> _WORK REQUIRED_: Rewrite the rows from the line containing "form: [133, 483]." through the end of the rows, inclusive, keeping every request line and adding 85 to each coordinate in the answer points. Leave the pictures out of your output.

Rows from a pointing dataset:
-- START --
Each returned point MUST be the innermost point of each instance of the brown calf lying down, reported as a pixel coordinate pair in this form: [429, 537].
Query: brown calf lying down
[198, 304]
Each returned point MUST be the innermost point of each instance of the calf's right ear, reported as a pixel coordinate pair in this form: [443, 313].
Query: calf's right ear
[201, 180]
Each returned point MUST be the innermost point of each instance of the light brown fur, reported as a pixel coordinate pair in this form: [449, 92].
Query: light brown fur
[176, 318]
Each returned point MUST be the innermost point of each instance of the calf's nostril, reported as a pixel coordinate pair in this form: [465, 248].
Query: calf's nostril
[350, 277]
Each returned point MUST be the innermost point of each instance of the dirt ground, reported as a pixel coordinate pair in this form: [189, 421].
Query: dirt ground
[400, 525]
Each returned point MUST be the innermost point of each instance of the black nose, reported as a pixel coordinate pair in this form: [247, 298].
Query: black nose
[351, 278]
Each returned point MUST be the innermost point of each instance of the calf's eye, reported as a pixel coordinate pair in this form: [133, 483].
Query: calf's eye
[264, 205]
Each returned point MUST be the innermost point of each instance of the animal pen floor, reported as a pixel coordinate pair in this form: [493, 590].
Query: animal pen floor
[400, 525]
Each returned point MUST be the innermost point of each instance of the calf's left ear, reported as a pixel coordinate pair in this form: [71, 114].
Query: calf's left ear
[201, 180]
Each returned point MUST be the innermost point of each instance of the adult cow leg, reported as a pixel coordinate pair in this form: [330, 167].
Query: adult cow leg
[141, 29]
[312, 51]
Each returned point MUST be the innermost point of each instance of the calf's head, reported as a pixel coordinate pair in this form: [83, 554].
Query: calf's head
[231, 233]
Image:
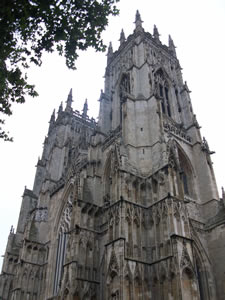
-- END --
> _ANSWER FOR THE TASK_:
Each returned point MUST be the innermost point of each instance of the calf's eye, reported as a pixel coordinate pair in this form: [133, 483].
Query: calf's eye
[349, 290]
Each returned point MUST be the innermost point of each instance of the animal pen floor, reported as a pixel coordinate pair in this form: [493, 590].
Query: animal pen floor
[485, 610]
Each returned point MUST be the innermost point of each instance of the calf's left ear, reported as a pixel coordinate pair in this form: [71, 114].
Query: calf's left ear
[286, 265]
Each returned point MUST be the innermost point of each instance of the adult cow leg, reported as a pixel coordinate pair in this form: [330, 167].
Query: adult cow leg
[226, 114]
[397, 136]
Each returned point MUST be the innermost point of each instance of the calf's head, reported as a pixel coordinate pair in this form: [83, 554].
Query: calf's head
[316, 318]
Image:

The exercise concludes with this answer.